*Instruction*
Extract exactly and only the lines of the data below, starting at the line with "of the volcanic" and stopping after the final line.

*Data to use*
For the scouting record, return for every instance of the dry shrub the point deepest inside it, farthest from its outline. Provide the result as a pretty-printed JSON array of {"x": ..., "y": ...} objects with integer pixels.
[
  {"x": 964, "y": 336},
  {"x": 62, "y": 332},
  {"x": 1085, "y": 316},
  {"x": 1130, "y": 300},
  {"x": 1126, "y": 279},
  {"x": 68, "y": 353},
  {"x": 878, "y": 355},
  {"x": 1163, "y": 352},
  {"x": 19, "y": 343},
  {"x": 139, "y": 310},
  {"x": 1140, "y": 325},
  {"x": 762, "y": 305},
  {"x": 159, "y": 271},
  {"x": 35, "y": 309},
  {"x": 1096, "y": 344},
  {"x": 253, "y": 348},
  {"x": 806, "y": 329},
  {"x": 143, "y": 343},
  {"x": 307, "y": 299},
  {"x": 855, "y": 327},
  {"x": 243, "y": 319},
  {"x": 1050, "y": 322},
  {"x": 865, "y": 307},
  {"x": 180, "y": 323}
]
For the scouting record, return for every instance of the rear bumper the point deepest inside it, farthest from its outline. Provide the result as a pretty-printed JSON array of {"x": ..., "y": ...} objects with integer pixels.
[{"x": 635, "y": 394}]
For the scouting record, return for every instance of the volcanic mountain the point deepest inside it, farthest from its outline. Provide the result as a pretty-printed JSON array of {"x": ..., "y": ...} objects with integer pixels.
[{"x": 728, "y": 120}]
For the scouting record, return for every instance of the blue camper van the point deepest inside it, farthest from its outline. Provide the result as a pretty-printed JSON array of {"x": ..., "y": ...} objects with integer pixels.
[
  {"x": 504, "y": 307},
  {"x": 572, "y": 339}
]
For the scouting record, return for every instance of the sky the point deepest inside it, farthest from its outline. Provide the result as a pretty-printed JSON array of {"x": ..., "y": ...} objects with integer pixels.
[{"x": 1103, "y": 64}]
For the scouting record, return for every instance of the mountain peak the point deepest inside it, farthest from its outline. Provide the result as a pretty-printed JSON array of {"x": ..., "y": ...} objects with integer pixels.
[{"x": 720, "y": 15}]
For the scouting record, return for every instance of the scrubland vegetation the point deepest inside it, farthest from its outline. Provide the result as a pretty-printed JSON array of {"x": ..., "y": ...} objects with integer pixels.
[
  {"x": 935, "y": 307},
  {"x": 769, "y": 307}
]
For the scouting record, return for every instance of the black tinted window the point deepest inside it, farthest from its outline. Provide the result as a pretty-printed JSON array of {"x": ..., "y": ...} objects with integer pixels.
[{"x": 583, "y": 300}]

*Written response*
For the scouting record, return for every instance of the volcanic mountain the point deepest inside it, farthest from its outline. Provide the result as a pretty-printed JSON array of {"x": ..., "y": ...} objects with integer pixels.
[{"x": 728, "y": 120}]
For the scouting record, return for every instance of the blue camper van the point deepest inside it, farthest from its outline. Provide the result as a pretty-printed JSON array of {"x": ..., "y": ...} objects with integer pixels.
[
  {"x": 504, "y": 307},
  {"x": 572, "y": 339}
]
For the scouting record, return for every instance of the sky the point deepest inside it, farthest from its outline. Provide the result as a pretty-printed JSON array of {"x": ..., "y": ...} objects with integer pixels.
[{"x": 1103, "y": 64}]
For the scouting record, return for every instance of the mountain peak the point deepest inside it, farthest from its outline. Provide the result as a pretty-printed JSON array of {"x": ..., "y": ...} objects with integer pixels.
[{"x": 720, "y": 15}]
For the scouting record, return for every instance of the scrubland vegetation the point deepest inside it, farthest from its outline. Provide the result as a pretty-printed JSON array of {"x": ..., "y": ...} objects with integer pixels.
[
  {"x": 935, "y": 307},
  {"x": 769, "y": 307}
]
For the scouting record, return for every instance of the black tinted window the point deepest inside it, farthest from its outline. Provide the result as a pretty-printed JSON array of {"x": ..., "y": ...} objects with integer pixels.
[{"x": 583, "y": 300}]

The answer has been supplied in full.